▶ [INSTRUCTIONS TO FOLLOW]: Everything from the line containing "of the textured" through the last line of the records must be returned verbatim, and nothing outside that range.

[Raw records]
__________________________________________________

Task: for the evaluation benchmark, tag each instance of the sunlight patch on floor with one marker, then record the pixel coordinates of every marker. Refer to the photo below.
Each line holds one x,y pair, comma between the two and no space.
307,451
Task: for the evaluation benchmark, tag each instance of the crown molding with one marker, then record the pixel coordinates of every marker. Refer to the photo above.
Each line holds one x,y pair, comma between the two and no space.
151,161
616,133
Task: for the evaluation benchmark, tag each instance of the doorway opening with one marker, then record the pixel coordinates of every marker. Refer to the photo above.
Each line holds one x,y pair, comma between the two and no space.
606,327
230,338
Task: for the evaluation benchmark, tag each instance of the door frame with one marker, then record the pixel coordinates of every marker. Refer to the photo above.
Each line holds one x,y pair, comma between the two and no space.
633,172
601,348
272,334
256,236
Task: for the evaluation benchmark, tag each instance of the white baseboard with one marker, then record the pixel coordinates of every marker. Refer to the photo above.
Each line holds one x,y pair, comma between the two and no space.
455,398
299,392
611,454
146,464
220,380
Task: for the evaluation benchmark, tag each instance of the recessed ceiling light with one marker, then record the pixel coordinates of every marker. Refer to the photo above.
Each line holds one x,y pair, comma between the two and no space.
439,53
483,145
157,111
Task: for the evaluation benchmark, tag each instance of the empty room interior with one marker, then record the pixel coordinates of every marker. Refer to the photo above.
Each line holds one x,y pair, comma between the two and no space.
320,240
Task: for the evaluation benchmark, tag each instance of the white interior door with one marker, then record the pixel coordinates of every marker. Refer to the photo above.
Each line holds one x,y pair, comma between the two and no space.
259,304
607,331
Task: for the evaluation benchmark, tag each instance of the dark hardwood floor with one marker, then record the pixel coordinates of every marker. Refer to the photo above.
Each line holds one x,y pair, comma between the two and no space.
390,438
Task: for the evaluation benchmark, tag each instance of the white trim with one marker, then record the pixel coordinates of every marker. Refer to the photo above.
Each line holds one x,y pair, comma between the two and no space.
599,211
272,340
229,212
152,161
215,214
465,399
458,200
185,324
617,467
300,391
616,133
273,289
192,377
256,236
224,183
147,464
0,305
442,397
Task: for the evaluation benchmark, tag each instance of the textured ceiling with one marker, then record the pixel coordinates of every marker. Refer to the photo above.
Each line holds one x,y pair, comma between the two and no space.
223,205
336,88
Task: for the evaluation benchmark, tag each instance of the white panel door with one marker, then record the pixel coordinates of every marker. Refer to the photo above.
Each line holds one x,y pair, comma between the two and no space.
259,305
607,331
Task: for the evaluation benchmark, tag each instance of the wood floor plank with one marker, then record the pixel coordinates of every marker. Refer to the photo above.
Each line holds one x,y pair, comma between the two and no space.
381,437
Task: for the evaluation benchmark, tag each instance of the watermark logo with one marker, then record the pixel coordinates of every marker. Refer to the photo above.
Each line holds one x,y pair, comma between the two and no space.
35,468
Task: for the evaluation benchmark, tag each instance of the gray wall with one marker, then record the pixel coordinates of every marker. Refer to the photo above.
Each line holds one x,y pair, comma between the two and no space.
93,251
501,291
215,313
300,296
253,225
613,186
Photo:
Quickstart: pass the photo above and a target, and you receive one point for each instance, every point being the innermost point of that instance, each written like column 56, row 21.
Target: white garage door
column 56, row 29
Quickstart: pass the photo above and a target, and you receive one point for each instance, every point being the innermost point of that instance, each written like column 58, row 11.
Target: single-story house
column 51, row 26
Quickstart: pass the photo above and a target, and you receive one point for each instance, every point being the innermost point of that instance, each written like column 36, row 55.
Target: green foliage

__________________________________________________

▶ [ANSWER]:
Task: for the evaluation benchmark, tag each instance of the textured ceiling with one marker, then record the pixel coordinates of every marker. Refer to the photo above.
Each line holds one x,y pair, comma between the two and no space.
223,205
336,88
Task: for the evaluation benchmark, tag each instance of the white panel door with one marker, then record the pixel coordinates of every marker. Refer to the photo above.
Each line holds one x,y pair, comma between the two and no space.
259,305
607,331
Task: for the evaluation benchmark, tag each instance of the wood floor plank with one marker, then record the pixel coordinates of every marker. Refer to the photo above.
Each line holds one x,y pair, comma between the two and no space.
381,437
Task: for the evaluation benchmark, tag each instance of the watermark logo with one marker, then record the pixel coordinates of every marker. Refer to the photo above.
Each line holds one x,y pair, comma between the two and no space.
35,468
Task: for the evaluation benchmark, tag each instance of the gray wall with one marker, then record the pixel coordinates of every marker. Refer to the photo above.
Each line holds one x,y pair, comma between the two and no space.
93,251
501,291
215,313
300,296
253,225
613,186
Photo:
Quickstart: pass the photo above and a target, and you receive one point for each instance, every point being the innermost point of that instance, each written like column 56, row 21.
Target: white garage door
column 56, row 29
Quickstart: pass the photo above and a target, and you receive one point for each instance, every point being the innermost point of that instance, each written like column 58, row 11.
Target: single-story house
column 51, row 26
Quickstart: pass the photo above and a target, and you receive one point for each instance, every point being the innermost point of that instance, each written like column 36, row 55.
Target: green foliage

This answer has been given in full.